* **ENTRIES PROVIDED**
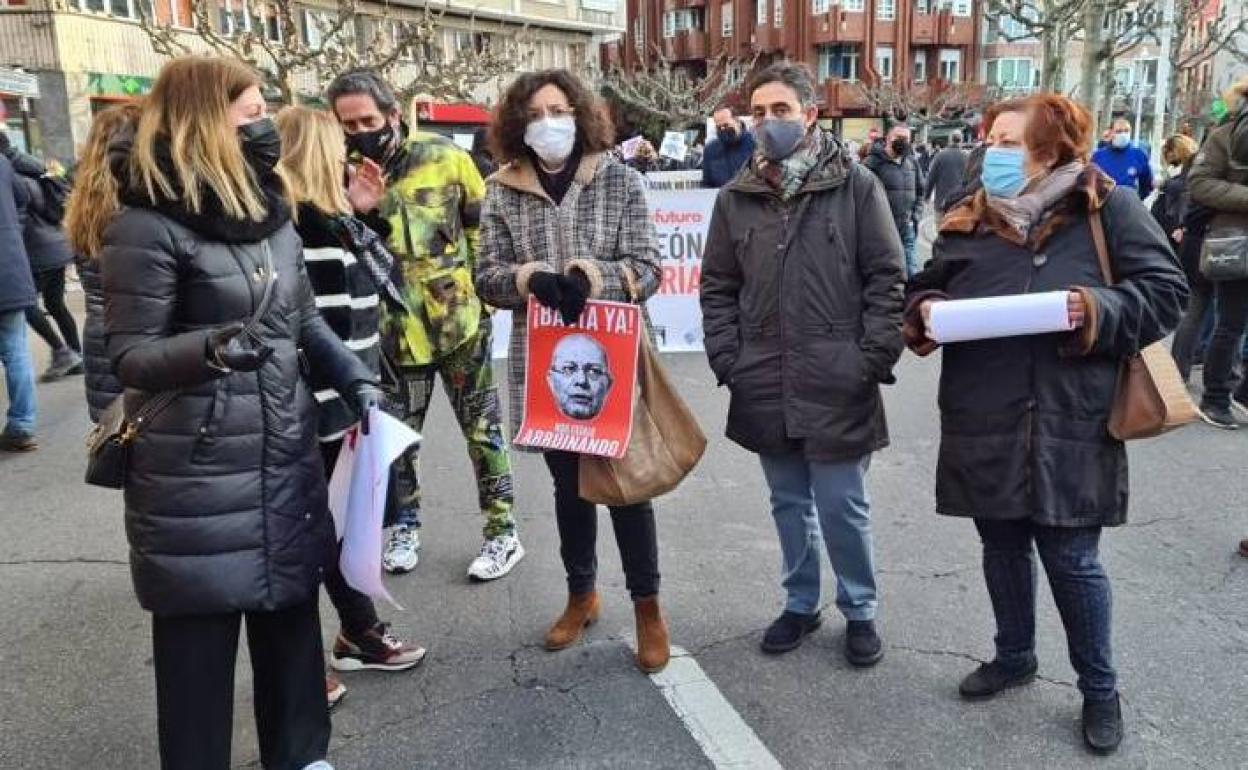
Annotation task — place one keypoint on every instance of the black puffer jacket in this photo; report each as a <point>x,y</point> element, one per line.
<point>801,310</point>
<point>902,184</point>
<point>46,243</point>
<point>225,494</point>
<point>1023,418</point>
<point>16,287</point>
<point>101,383</point>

* **EXERCISE OBJECTIVE**
Output each line of the material above as a numbered list, skipping blank lines and leaving out the picture.

* **RESULT FOR THIS EXERCISE**
1. Annotation task — place one keypoint on every instance of the black puffer jacket in this photo; report each as a <point>x,y</point> element, one per line.
2. <point>801,310</point>
3. <point>902,184</point>
4. <point>46,243</point>
5. <point>225,494</point>
6. <point>1023,418</point>
7. <point>16,287</point>
8. <point>101,383</point>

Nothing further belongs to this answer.